------ Exercise input

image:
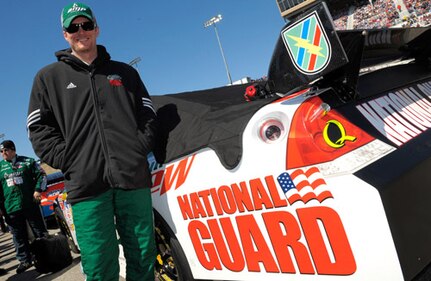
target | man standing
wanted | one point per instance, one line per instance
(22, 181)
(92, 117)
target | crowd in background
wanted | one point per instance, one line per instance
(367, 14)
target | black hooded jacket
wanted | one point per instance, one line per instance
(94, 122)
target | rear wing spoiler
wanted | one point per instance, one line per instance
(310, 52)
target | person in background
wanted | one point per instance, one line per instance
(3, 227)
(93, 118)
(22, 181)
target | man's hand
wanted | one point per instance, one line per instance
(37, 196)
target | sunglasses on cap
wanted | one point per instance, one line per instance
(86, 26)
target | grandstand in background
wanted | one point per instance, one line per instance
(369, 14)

------------
------ Exercise input

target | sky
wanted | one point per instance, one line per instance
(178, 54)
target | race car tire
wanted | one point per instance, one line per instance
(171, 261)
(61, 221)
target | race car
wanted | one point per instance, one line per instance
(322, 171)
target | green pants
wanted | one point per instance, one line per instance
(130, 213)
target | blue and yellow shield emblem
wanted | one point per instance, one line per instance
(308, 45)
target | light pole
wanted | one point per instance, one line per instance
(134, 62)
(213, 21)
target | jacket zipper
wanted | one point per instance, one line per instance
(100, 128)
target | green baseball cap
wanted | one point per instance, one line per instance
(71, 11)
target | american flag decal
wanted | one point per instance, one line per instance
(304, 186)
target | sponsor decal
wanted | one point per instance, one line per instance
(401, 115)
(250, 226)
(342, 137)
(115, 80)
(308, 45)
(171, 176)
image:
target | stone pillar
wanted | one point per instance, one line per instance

------------
------ Exercise input

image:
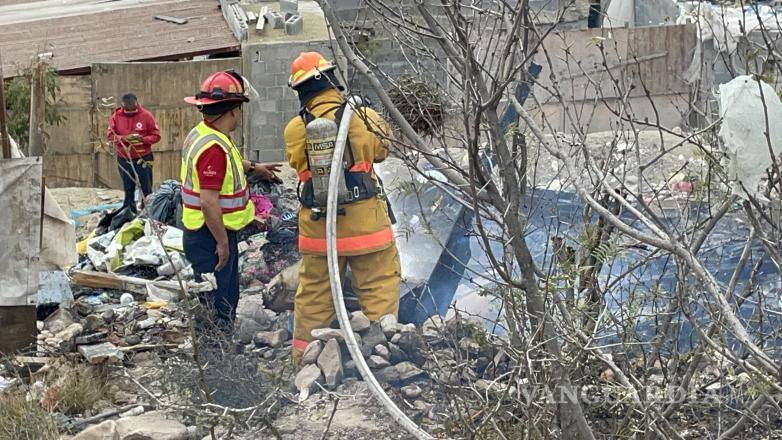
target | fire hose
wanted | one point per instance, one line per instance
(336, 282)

------------

Problem to solve: Report every line of the listing above that contains the string "race". Case counts, so a match must have the same capitalization.

Solution to this exercise:
target | race car tire
target | race car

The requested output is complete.